* _Liste des tâches_:
1. Recopiez à l'identique tout le passage de l'extrait sur la dépense publique, depuis « La théorie de la croissance » jusqu'à « force de travail. ».
2. D'après l'extrait sur la dépense publique, quels moyens la théorie de la croissance endogène juge-t-elle nécessaire de mettre à la disposition des entreprises ? Donnez-les tous.
3. Indiquez par oui ou par non si chacun des énoncés suivants concorde avec l'extrait sur la dépense publique, en citant à l'appui les mots décisifs du texte :
(a) Valéry Giscard d'Estaing plaçait le seuil du régime socialiste à 40 % de prélèvements publics obligatoires sur la production.
(b) Le mouvement des Gilets jaunes s'est déroulé en 2017.
(c) L'État y est décrit comme l'instance qui socialise les profits.

* _Extrait source_:

++++++++++

Par François Facchini.
Un article de l’Institut économique Molinari
La dépense publique en France est un thème récurrent des campagnes électorales depuis la prise de position de Valéry Giscard d’Estaing , alors troisième président de la Cinquième République, qui affirmait qu’au-delà d’un ratio de 40 % de prélèvements publics obligatoires sur la production (produit intérieur brut), le régime économique pouvait être qualifié de socialiste.
Elle a aussi été au cœur des débats de l’élection présidentielle de 2017 et indirectement au centre du mouvements des Gilets jaunes de novembre-décembre 2018 qui se plaignaient à la fois d’une trop forte pression fiscale et d’une dégradation des services publics.
Comme la raison de l’impôt est la dépense, si la dépense est inutile, l’impôt ne se justifie plus. En mai 2018 et cela depuis 2014, une majorité de Français estime, de plus, qu’il faudrait réduire la dette publique en engageant une baisse significative des dépenses publiques. Le rapport des Français aux finances publiques : dépenses, impôts et dette apparaît ainsi extrêmement ambiguë voire contradictoire.
Généralement, la sociologie des finances publiques développe l’idée que la croissance du secteur public et des dépenses en particulier est la conséquence de l’incapacité des marchés à s’autoréguler. La croissance des dépenses publiques et plus généralement de l’intervention de l’État dans l’économie aurait été rendue nécessaire par les défaillances du marché et le caractère nécessairement conflictuel des rapports sociaux en économie capitaliste. On trouve dans cette proposition deux traditions : le néo-keynésianisme et le marxisme.
La théorie de la croissance endogène permet d’affirmer que pour avoir de hauts niveaux de croissance, il faut mettre à la disposition des entreprises des citoyens éduqués et en bonne santé, des routes, des palais de justice, des chercheurs, etc. La théorie de la régulation développe une idée similaire à partir de la théorie de la lutte des classes.
Les dépenses publiques sont un moyen de produire de la cohésion sociale. L’État est l’organisation qui permet de produire tout ce qui n’est pas profitable. Il sert la reproduction du capitalisme . Il est une organisation au service du capital. Par exemple, par les dépenses sociales il abaisse les coûts de reproduction de la force de travail.
Il retarde par son système éducatif et parfois son soutien aux religions la lutte finale et la chute du capitalisme. L’État est l’instance qui socialise les pertes pour permettre aux capitalistes de privatiser les profits. L’augmentation de la dépense publique participe de la forme structurelle de régulation du mode de production capitaliste et plus particulièrement de la gestion de la dévalorisation du capital.

++++++++++

Données brutes:
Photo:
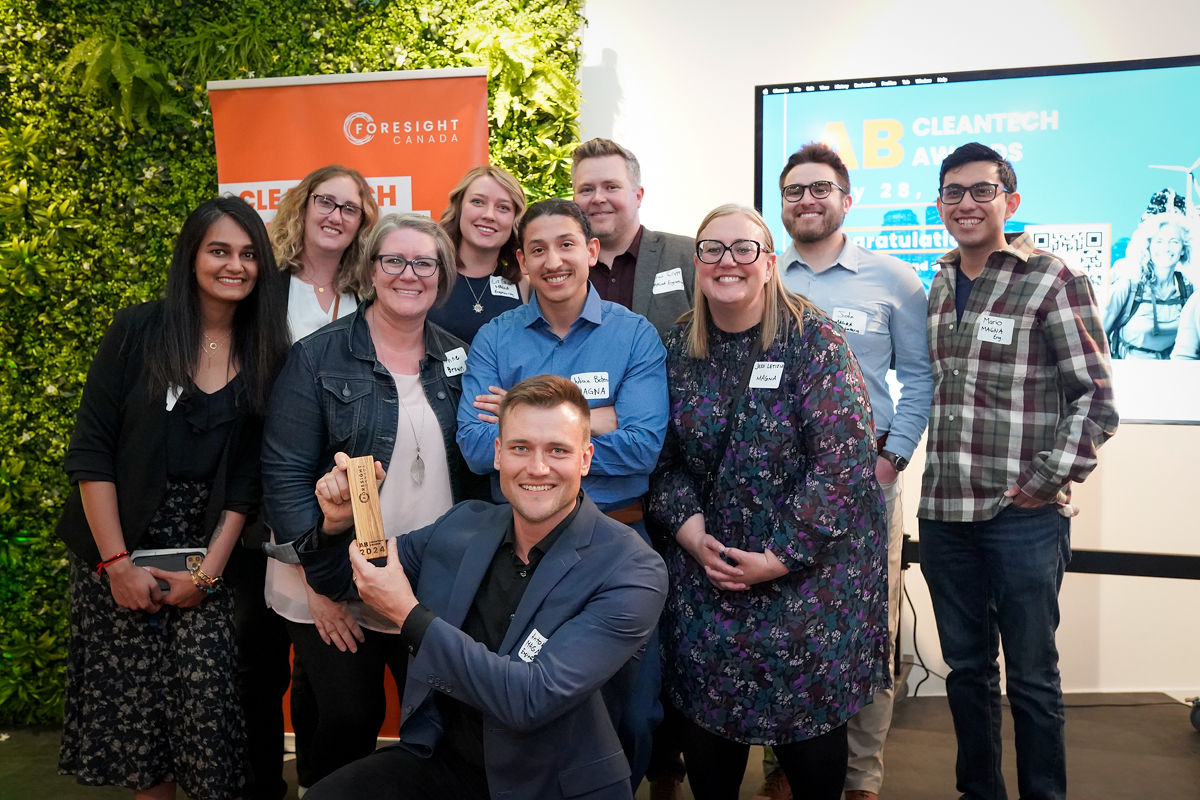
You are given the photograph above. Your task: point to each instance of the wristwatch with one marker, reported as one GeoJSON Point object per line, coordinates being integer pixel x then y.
{"type": "Point", "coordinates": [898, 462]}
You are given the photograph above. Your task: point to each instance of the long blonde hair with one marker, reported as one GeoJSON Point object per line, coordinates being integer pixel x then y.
{"type": "Point", "coordinates": [287, 227]}
{"type": "Point", "coordinates": [778, 299]}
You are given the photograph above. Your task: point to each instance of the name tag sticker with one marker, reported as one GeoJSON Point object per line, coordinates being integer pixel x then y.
{"type": "Point", "coordinates": [594, 385]}
{"type": "Point", "coordinates": [767, 374]}
{"type": "Point", "coordinates": [502, 288]}
{"type": "Point", "coordinates": [669, 281]}
{"type": "Point", "coordinates": [997, 330]}
{"type": "Point", "coordinates": [455, 362]}
{"type": "Point", "coordinates": [532, 647]}
{"type": "Point", "coordinates": [852, 319]}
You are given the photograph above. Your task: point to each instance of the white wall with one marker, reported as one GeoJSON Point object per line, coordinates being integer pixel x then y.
{"type": "Point", "coordinates": [673, 80]}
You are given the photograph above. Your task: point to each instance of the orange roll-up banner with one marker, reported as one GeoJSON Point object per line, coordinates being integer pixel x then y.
{"type": "Point", "coordinates": [412, 133]}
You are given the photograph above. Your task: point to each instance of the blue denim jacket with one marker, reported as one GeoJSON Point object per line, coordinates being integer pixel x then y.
{"type": "Point", "coordinates": [334, 395]}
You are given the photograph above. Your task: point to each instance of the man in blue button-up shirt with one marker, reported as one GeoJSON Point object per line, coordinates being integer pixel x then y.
{"type": "Point", "coordinates": [616, 358]}
{"type": "Point", "coordinates": [880, 304]}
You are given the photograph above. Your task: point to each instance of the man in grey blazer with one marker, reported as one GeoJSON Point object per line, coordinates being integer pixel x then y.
{"type": "Point", "coordinates": [647, 271]}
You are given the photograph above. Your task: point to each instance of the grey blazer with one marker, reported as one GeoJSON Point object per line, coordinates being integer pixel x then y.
{"type": "Point", "coordinates": [658, 254]}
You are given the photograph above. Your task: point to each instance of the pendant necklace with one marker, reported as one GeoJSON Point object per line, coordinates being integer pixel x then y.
{"type": "Point", "coordinates": [479, 298]}
{"type": "Point", "coordinates": [417, 470]}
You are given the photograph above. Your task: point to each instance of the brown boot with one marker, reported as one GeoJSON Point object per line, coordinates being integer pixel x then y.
{"type": "Point", "coordinates": [774, 787]}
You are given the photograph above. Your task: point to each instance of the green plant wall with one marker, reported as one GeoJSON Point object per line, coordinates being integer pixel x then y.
{"type": "Point", "coordinates": [106, 144]}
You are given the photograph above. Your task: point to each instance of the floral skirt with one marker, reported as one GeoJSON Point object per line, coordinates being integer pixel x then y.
{"type": "Point", "coordinates": [151, 698]}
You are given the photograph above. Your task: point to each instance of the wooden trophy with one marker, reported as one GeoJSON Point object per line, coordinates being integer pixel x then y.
{"type": "Point", "coordinates": [365, 504]}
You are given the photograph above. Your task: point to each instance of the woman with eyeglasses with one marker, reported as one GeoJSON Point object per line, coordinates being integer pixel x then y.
{"type": "Point", "coordinates": [481, 221]}
{"type": "Point", "coordinates": [317, 235]}
{"type": "Point", "coordinates": [382, 382]}
{"type": "Point", "coordinates": [775, 632]}
{"type": "Point", "coordinates": [1146, 305]}
{"type": "Point", "coordinates": [165, 457]}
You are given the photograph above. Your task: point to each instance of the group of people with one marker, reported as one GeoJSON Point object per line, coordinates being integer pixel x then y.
{"type": "Point", "coordinates": [570, 413]}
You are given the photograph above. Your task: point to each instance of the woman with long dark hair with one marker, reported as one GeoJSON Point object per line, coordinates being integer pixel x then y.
{"type": "Point", "coordinates": [481, 221]}
{"type": "Point", "coordinates": [165, 456]}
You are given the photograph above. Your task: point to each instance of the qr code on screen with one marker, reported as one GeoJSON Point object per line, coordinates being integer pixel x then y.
{"type": "Point", "coordinates": [1087, 247]}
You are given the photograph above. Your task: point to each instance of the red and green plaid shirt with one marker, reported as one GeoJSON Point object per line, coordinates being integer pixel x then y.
{"type": "Point", "coordinates": [1023, 389]}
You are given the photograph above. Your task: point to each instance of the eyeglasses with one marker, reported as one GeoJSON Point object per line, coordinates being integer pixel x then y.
{"type": "Point", "coordinates": [954, 193]}
{"type": "Point", "coordinates": [817, 191]}
{"type": "Point", "coordinates": [744, 251]}
{"type": "Point", "coordinates": [423, 268]}
{"type": "Point", "coordinates": [325, 204]}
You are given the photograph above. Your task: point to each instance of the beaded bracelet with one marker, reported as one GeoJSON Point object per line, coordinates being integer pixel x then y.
{"type": "Point", "coordinates": [204, 582]}
{"type": "Point", "coordinates": [105, 565]}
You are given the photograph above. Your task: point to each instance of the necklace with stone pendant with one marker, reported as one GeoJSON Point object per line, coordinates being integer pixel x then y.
{"type": "Point", "coordinates": [417, 469]}
{"type": "Point", "coordinates": [479, 298]}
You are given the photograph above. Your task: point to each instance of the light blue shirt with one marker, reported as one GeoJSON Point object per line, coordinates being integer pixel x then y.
{"type": "Point", "coordinates": [612, 353]}
{"type": "Point", "coordinates": [881, 305]}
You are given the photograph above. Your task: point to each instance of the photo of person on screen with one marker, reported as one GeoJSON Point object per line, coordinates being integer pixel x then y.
{"type": "Point", "coordinates": [1151, 286]}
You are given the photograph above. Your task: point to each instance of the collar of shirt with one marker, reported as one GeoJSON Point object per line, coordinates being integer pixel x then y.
{"type": "Point", "coordinates": [847, 258]}
{"type": "Point", "coordinates": [593, 311]}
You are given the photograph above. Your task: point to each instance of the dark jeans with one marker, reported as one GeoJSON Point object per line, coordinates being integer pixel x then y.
{"type": "Point", "coordinates": [349, 696]}
{"type": "Point", "coordinates": [994, 583]}
{"type": "Point", "coordinates": [815, 768]}
{"type": "Point", "coordinates": [395, 774]}
{"type": "Point", "coordinates": [263, 674]}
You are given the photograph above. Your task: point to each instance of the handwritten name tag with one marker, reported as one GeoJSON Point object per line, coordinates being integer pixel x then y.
{"type": "Point", "coordinates": [594, 385]}
{"type": "Point", "coordinates": [455, 362]}
{"type": "Point", "coordinates": [532, 647]}
{"type": "Point", "coordinates": [669, 281]}
{"type": "Point", "coordinates": [766, 374]}
{"type": "Point", "coordinates": [997, 330]}
{"type": "Point", "coordinates": [852, 319]}
{"type": "Point", "coordinates": [502, 288]}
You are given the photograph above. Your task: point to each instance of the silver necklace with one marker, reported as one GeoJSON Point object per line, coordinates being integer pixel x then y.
{"type": "Point", "coordinates": [417, 469]}
{"type": "Point", "coordinates": [479, 298]}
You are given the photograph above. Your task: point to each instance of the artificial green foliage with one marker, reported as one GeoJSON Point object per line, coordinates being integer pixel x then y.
{"type": "Point", "coordinates": [106, 144]}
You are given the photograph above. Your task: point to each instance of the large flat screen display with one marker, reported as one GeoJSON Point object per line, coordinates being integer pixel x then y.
{"type": "Point", "coordinates": [1105, 157]}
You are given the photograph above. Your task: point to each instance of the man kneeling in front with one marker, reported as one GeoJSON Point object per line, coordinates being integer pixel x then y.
{"type": "Point", "coordinates": [522, 619]}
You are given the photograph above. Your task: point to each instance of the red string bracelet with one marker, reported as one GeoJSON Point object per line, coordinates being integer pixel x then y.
{"type": "Point", "coordinates": [105, 565]}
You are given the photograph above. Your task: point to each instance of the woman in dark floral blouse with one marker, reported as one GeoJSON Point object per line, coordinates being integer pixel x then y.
{"type": "Point", "coordinates": [775, 630]}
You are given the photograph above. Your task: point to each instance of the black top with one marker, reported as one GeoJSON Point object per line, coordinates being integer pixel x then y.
{"type": "Point", "coordinates": [457, 314]}
{"type": "Point", "coordinates": [487, 620]}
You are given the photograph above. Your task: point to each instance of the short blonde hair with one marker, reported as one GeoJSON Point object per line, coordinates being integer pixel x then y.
{"type": "Point", "coordinates": [447, 270]}
{"type": "Point", "coordinates": [287, 227]}
{"type": "Point", "coordinates": [777, 298]}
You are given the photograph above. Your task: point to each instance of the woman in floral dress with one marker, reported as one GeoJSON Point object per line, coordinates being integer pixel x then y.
{"type": "Point", "coordinates": [775, 629]}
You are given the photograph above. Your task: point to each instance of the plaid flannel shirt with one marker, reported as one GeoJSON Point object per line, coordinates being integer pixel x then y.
{"type": "Point", "coordinates": [1023, 391]}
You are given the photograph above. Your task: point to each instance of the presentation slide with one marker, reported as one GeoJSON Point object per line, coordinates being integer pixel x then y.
{"type": "Point", "coordinates": [1104, 156]}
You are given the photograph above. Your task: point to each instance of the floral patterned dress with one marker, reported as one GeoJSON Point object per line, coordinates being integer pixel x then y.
{"type": "Point", "coordinates": [795, 657]}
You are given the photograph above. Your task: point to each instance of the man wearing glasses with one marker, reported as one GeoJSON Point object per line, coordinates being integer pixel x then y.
{"type": "Point", "coordinates": [880, 304]}
{"type": "Point", "coordinates": [1023, 400]}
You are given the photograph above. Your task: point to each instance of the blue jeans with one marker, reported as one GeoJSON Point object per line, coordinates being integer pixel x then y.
{"type": "Point", "coordinates": [993, 583]}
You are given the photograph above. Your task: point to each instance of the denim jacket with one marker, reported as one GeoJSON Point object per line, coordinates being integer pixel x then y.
{"type": "Point", "coordinates": [333, 396]}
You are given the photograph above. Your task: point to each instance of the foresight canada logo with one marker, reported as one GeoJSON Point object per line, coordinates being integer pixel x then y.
{"type": "Point", "coordinates": [360, 128]}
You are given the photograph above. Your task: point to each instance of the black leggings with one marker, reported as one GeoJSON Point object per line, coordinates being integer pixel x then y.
{"type": "Point", "coordinates": [815, 768]}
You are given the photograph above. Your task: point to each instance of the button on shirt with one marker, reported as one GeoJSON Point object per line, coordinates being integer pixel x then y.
{"type": "Point", "coordinates": [880, 302]}
{"type": "Point", "coordinates": [613, 354]}
{"type": "Point", "coordinates": [1023, 391]}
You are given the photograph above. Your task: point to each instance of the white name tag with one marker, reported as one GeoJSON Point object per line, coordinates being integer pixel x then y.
{"type": "Point", "coordinates": [852, 319]}
{"type": "Point", "coordinates": [455, 362]}
{"type": "Point", "coordinates": [502, 288]}
{"type": "Point", "coordinates": [767, 374]}
{"type": "Point", "coordinates": [532, 647]}
{"type": "Point", "coordinates": [997, 330]}
{"type": "Point", "coordinates": [669, 281]}
{"type": "Point", "coordinates": [594, 385]}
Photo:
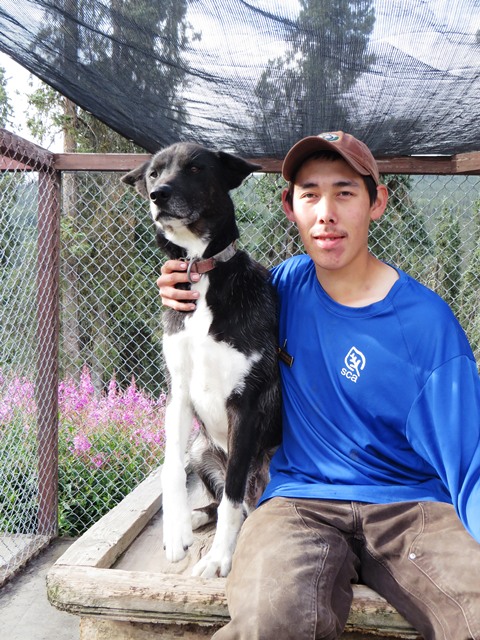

++++++++++

* _Résultats_:
1.
La théorie de la croissance endogène permet d’affirmer que pour avoir de hauts niveaux de croissance, il faut mettre à la disposition des entreprises des citoyens éduqués et en bonne santé, des routes, des palais de justice, des chercheurs, etc. La théorie de la régulation développe une idée similaire à partir de la théorie de la lutte des classes.
Les dépenses publiques sont un moyen de produire de la cohésion sociale. L’État est l’organisation qui permet de produire tout ce qui n’est pas profitable. Il sert la reproduction du capitalisme . Il est une organisation au service du capital. Par exemple, par les dépenses sociales il abaisse les coûts de reproduction de la force de travail.

2.
- des citoyens éduqués et en bonne santé
- des routes
- des palais de justice
- des chercheurs

3.
(a) Oui : « au-delà d’un ratio de 40 % de prélèvements publics obligatoires sur la production (produit intérieur brut), le régime économique pouvait être qualifié de socialiste ».
(b) Non : « mouvements des Gilets jaunes de novembre-décembre 2018 ».
(c) Non : « L’État est l’instance qui socialise les pertes pour permettre aux capitalistes de privatiser les profits. »